**Document extract**
──────────

It's just a bigger picture of what God has, and that they live out their calling in this life. Yeah, and every parent's listening and going, yep, I'm with you 100%. My question is how? How do we do it? And that was our question. And we've got two experts in the studio that are going to answer that question. You guys didn't know that? Listen, you are the two who have launched kids.

If anybody's an expert at this table, it's y'all. Don't you have grandchildren? We do. We have kids in our home. We are prayerfully begging God that what you're saying would be true, that our kids would continue in the faith in the church. And by the way, you're listening to Jim Davis and Michael Aitchison, who are both pastors and, I'd say more importantly, dads. And we started a conversation yesterday with these two guys about the church. In fact, you've written a book called The Great Decherching, and it's the culture we're living in. There's an exodus going on from the church, and a lot of it's our own kids. And so, as we—and again, if you missed yesterday, go listen to it, because there's a lot of great conversation, but a lot of data that's going to shock you, I think. And these two have a podcast that they do together that you're going to want to listen to that as well, and it's called— As in Heaven. As in Heaven.

And you can find it on The Gospel Coalition. The subtitle of their book is Who's Leaving, as we're talking about the Great Decherching. Who's leaving, why are they going, and what will it take to bring them back? That's where every parent just pulled in. And every person that's seeing so many people leave their church, including their kids or some of their relatives, you're wondering why.

Or maybe you've left as a listener, and you're thinking, oh, I wonder what they're going to say about this. Yeah, so I would start there as dads, you know, help us as parents, where do we start? You have the same dreams, same goals, and you have kids still in your home. We've already done it. We're done. We're done.

It's over. But now we're thinking grandkids, same kind of thing. So, I mean, as we and you approach this, wow, we're living in a world, people are walking away, our own kids are, where do you start?

Where would you begin this conversation to help parents? For me, as I was engaging in this data, it was really more, because there's no one reason, obviously, that anybody, everybody leaves the church. It's multifaceted. But you can identify common themes.

Right. And there were some things that I was processing, and there are more themes than I can do in a short interview like this, but it was kind of a gut check for me. Am I creating this kind of environment in my home, or are my kids seeing this kind of idolatry in my life? Are these other things, am I giving my kids, exposing them, now I'm the pastor, so there's an extra burden on me teaching, but are my kids getting real answers for the questions that they're asking in their life?

──────────

**Material supplied**
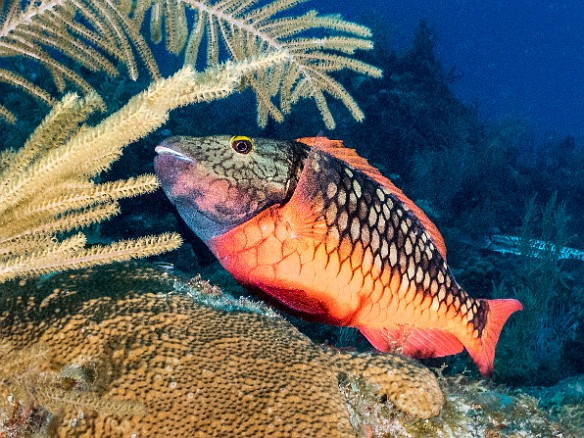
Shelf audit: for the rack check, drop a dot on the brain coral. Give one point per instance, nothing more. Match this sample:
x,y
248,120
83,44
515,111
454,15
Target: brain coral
x,y
117,351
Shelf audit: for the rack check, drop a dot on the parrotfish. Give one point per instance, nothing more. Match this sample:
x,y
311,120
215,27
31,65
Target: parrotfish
x,y
311,225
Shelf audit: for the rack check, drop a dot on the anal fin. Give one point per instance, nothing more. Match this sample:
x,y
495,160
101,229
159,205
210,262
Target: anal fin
x,y
413,342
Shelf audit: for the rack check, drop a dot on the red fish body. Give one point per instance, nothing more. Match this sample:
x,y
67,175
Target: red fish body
x,y
332,239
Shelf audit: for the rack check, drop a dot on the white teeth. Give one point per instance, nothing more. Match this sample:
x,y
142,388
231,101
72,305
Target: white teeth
x,y
163,150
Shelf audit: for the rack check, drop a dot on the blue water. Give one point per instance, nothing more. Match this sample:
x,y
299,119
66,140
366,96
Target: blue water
x,y
520,59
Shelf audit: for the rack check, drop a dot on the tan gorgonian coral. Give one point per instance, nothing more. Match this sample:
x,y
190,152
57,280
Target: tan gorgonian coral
x,y
46,187
99,34
200,364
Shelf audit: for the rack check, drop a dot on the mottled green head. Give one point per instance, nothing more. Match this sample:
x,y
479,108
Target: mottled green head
x,y
216,183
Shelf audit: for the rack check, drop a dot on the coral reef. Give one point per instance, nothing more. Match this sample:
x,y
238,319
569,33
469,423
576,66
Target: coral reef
x,y
132,351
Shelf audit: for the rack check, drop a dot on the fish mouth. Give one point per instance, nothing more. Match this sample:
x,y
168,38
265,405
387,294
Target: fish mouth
x,y
165,150
171,147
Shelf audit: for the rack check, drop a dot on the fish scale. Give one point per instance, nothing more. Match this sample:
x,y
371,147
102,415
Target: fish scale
x,y
413,255
311,226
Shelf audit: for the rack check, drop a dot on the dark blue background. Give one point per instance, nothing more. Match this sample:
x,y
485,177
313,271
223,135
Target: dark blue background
x,y
523,59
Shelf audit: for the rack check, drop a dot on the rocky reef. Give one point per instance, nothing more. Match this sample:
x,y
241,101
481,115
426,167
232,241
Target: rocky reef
x,y
134,351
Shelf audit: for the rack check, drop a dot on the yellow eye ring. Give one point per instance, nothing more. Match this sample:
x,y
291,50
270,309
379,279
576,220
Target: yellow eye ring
x,y
242,144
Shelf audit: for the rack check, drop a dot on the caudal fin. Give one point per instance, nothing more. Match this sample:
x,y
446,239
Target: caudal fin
x,y
484,353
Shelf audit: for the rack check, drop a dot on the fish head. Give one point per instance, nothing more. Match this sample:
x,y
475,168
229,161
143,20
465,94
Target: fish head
x,y
219,182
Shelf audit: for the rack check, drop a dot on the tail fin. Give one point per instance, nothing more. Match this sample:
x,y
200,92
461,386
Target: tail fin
x,y
499,312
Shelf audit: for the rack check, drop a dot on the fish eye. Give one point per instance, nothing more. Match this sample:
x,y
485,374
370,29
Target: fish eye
x,y
242,144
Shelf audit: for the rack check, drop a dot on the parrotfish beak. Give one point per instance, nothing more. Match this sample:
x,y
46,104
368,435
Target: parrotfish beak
x,y
171,147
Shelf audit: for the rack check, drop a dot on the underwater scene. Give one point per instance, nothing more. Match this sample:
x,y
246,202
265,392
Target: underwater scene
x,y
291,218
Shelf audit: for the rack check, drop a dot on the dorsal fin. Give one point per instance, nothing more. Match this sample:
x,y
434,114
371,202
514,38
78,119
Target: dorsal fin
x,y
337,149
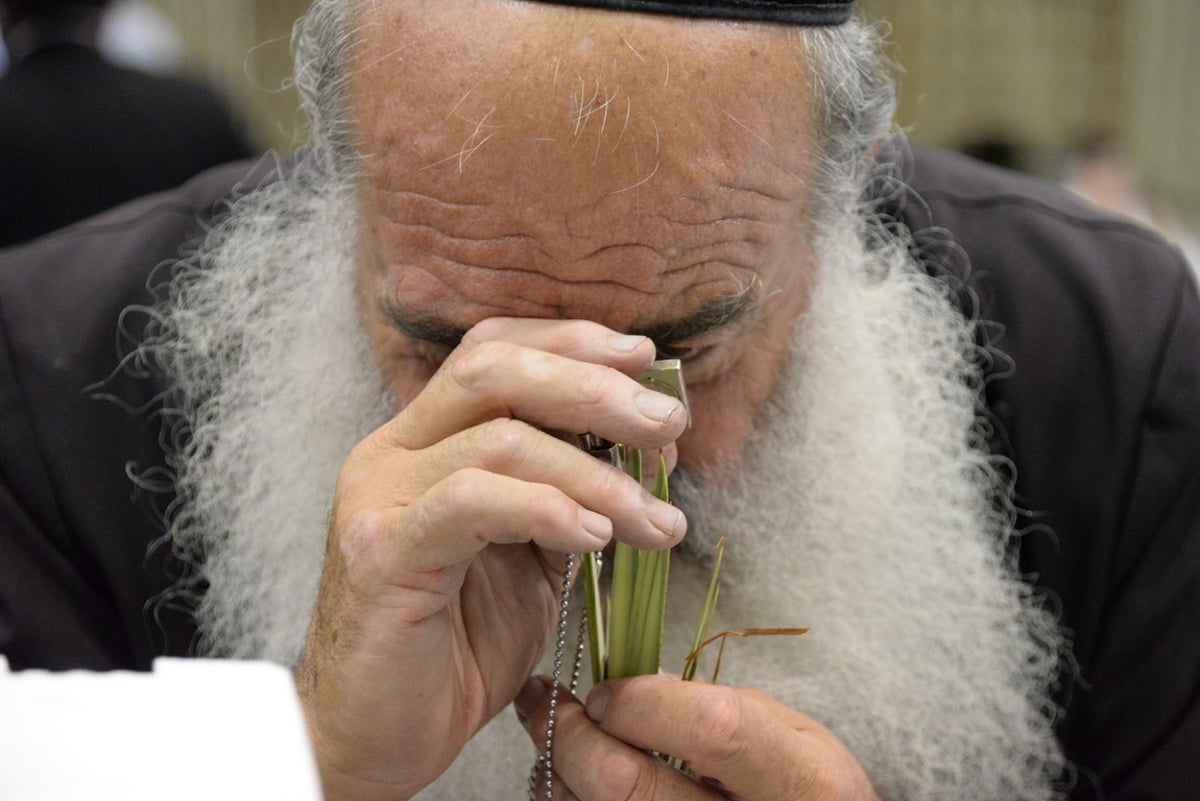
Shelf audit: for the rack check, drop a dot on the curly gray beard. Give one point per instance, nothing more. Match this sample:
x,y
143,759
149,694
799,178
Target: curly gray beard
x,y
865,507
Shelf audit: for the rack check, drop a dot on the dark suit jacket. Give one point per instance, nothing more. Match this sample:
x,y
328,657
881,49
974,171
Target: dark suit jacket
x,y
1098,407
79,134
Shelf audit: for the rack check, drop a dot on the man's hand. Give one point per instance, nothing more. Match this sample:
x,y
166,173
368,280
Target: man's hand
x,y
444,565
743,744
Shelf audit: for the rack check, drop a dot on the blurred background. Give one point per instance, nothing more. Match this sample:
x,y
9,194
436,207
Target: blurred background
x,y
1101,94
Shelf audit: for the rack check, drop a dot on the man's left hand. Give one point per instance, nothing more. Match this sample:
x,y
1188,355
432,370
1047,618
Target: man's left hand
x,y
743,744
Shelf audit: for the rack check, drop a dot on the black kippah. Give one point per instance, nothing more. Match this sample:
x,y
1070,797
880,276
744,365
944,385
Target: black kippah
x,y
797,12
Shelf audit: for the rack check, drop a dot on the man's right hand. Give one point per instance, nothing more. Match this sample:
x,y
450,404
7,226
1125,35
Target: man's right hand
x,y
445,558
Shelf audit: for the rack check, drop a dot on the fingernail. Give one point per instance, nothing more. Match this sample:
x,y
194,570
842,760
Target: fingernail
x,y
598,702
657,405
597,525
624,342
664,517
529,698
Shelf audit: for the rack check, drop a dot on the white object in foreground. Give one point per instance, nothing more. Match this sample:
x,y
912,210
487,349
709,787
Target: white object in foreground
x,y
192,729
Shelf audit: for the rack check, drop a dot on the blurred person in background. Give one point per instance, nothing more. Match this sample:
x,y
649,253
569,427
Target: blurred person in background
x,y
79,134
946,414
1099,170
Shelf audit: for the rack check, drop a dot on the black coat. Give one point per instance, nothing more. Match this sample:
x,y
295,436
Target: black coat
x,y
1099,410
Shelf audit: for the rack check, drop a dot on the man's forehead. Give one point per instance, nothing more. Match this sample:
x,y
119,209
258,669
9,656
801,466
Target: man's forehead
x,y
799,12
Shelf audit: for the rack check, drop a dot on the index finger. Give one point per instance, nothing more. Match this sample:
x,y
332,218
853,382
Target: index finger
x,y
495,379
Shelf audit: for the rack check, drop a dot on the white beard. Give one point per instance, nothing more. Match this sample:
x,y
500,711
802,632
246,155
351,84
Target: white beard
x,y
867,507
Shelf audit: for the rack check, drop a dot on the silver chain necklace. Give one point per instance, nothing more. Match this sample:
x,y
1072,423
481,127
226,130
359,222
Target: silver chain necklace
x,y
543,771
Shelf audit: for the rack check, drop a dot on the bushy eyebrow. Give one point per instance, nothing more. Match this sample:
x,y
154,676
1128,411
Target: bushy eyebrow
x,y
423,326
718,313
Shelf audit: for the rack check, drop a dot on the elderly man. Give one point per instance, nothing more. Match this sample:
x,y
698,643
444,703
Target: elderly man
x,y
349,421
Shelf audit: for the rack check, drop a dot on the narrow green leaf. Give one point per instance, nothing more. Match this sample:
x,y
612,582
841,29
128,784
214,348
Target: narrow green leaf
x,y
589,573
706,615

──────────

**Instruction A**
Based on the broadcast transcript, decide whether each statement holds: (i) Jim Davis and Michael Aitchison are described as pastors; (ii) the podcast the two guests host together is named As in Heaven; (iii) one speaker says everyone leaves the church for a single reason. Give yes or no for each, with the words from the transcript that decide it, quoted exactly.
**Instruction B**
Continue the broadcast transcript starting right after its final sentence.
The listing is separate material, unrelated to the broadcast transcript.

**Task output A**
(i) Yes: "who are both pastors and, I'd say more importantly, dads"
(ii) Yes: "it's called— As in Heaven"
(iii) No: "there's no one reason, obviously, that anybody, everybody leaves the church. It's multifaceted."

**Task output B**
Are they getting enough Bible? Because we began to see data, let me first say, it was very interesting, the vast majority of de-churching happens from the age of 13 to 30. But the season of life, overwhelmingly, regardless of your generation, that you would say you were most religious is 0 to 17, and the period of your life that you would say you were the least religious was 18 to 30.

So what that means is the most religious and the least religious seasons of our life are back to back. So there's a major problem in the generational handoff that Deuteronomy 6 tells us that we're supposed to be facilitating. So that was, to me, really highlighted the fact that we have this season of kids in our home, and it's really important what we do. So Mike and I, as we're processing this data, we're doing both as parents and as pastors. It's been very convicting, it's caused me to pray more, so there's been some decisions in my life that I've changed because I am convicted that I wasn't giving Jesus every part of my life. And I became convicted that not only for my own sake, which that should be motivating enough, but my kids, I want them to see in the short period of time what it looks like for their parents to really follow Jesus. Jim touched on, we're both pastors, and of course you know this, being a pastor, there's this more nuanced, complex thing when you're raising up your children as a pastor. And I think in this whole space of de-churching, one of the things I've been wrestling with is, well, my kids see that the gospel actually does work for dad in our home, apart from him being the pastor as our dad, not simply because he's the pastor. God has come after me in some amazing ways, and I concluded that, at least in one way, the most important thing we can do is display repentance before our kids. I had a great mentor, she's gone to be with the Lord, she said the gospel is transferred through relationship. And I was like, oh, so I can't be up here preaching every Sunday and just only wanting my kids to make sure that dad's reputation is intact so the family doesn't lose our job and our income.

No, it has to be that, hey dad, if you did get fired, is this really true for you? Like, do you love Jesus? Do we matter?

And do you want this for us? This whole de-churching thing has made me really think, how can I make sure my girls know that next to Jesus and my wife, of course, they're the most important people in the world to me, and that I care about them simply because I want them to know Jesus, who has known me, not because dad's a pastor, and they have to perform well in order for dad to keep his job. And I think a lot of some of the folks are saying the de-churching, they saw incompatibilities between doctrine and ethics, between what we believe and maybe conversations at the dinner table, and how we treat people.

And so for me, I'm constantly thinking, how can I strive for consistency and integrity between what I'm saying and what my kids are experiencing in the home and at the dinner table? Let me encourage you with this, and I've shared this here before, and I'll make it quick, but my youngest son, who just flew in from Detroit last night with his two little kids, was in college and had a radical conversion, really. He would tell you now, I fell on my face in my dorm room. He's a college football player, and he was all about himself, and a miracle happened. He would say, man, my life was transformed. So he's on this cool journey, and I don't know what year it was, he came home for a break, and I said, hey, you want to preach with me?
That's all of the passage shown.